TASK:
Copy the lines of the entries below word for word, starting at the line that contains "Would you be able to tag each instance of the green" and ending at the end of the entries. Leave the pictures out of your copy.

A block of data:
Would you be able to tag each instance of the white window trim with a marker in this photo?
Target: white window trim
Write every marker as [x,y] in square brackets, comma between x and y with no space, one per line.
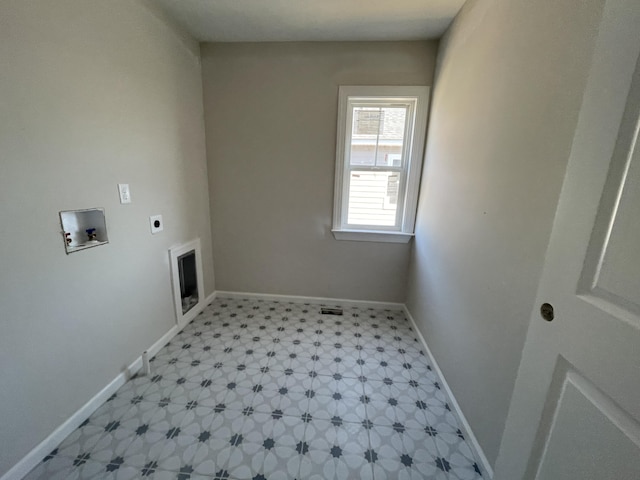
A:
[346,95]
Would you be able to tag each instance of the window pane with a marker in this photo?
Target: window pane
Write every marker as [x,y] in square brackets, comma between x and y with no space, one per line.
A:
[367,122]
[373,198]
[391,139]
[377,136]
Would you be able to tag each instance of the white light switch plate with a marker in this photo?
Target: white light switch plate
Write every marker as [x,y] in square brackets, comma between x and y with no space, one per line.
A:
[156,223]
[125,193]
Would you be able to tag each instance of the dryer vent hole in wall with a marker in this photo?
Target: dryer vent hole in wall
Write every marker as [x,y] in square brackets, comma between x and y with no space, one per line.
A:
[331,311]
[188,280]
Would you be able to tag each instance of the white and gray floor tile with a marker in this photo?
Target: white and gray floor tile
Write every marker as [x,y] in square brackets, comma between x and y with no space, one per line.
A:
[261,390]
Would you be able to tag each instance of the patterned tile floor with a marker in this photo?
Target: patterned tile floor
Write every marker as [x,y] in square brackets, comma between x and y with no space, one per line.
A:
[259,390]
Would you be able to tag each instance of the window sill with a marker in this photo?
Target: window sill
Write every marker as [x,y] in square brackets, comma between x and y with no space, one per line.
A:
[372,236]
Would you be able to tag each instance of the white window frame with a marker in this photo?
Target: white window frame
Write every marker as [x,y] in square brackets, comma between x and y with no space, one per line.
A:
[417,97]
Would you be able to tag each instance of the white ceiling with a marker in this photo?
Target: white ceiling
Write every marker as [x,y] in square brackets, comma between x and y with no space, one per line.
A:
[312,20]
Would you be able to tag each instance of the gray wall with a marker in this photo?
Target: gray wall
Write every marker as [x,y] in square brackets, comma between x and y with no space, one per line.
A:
[92,94]
[270,114]
[505,104]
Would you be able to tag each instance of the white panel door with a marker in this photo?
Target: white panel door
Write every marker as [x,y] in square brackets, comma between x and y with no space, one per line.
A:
[575,411]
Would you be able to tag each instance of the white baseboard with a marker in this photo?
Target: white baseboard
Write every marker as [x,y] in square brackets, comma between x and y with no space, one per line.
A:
[466,428]
[311,300]
[35,456]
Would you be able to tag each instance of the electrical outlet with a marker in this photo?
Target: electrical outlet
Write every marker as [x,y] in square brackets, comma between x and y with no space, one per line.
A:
[125,193]
[156,223]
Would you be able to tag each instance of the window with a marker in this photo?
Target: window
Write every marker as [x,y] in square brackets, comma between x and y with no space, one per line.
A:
[381,132]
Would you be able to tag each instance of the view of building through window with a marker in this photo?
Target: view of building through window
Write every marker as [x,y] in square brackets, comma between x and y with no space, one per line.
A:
[377,142]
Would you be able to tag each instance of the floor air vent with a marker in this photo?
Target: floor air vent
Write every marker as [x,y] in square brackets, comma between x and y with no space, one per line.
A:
[331,311]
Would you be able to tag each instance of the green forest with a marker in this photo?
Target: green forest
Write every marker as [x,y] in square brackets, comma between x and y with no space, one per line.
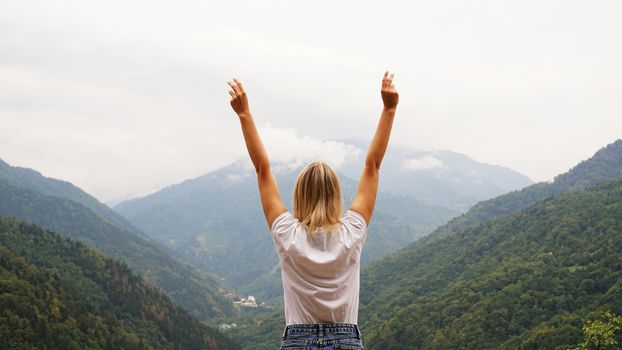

FINAL ANSWER:
Would you be able to tag each instance of the green forest with a marker in this photo?
Target: green forest
Write every marker as [x,y] in square brackets, comma between x and y with no space, one per line.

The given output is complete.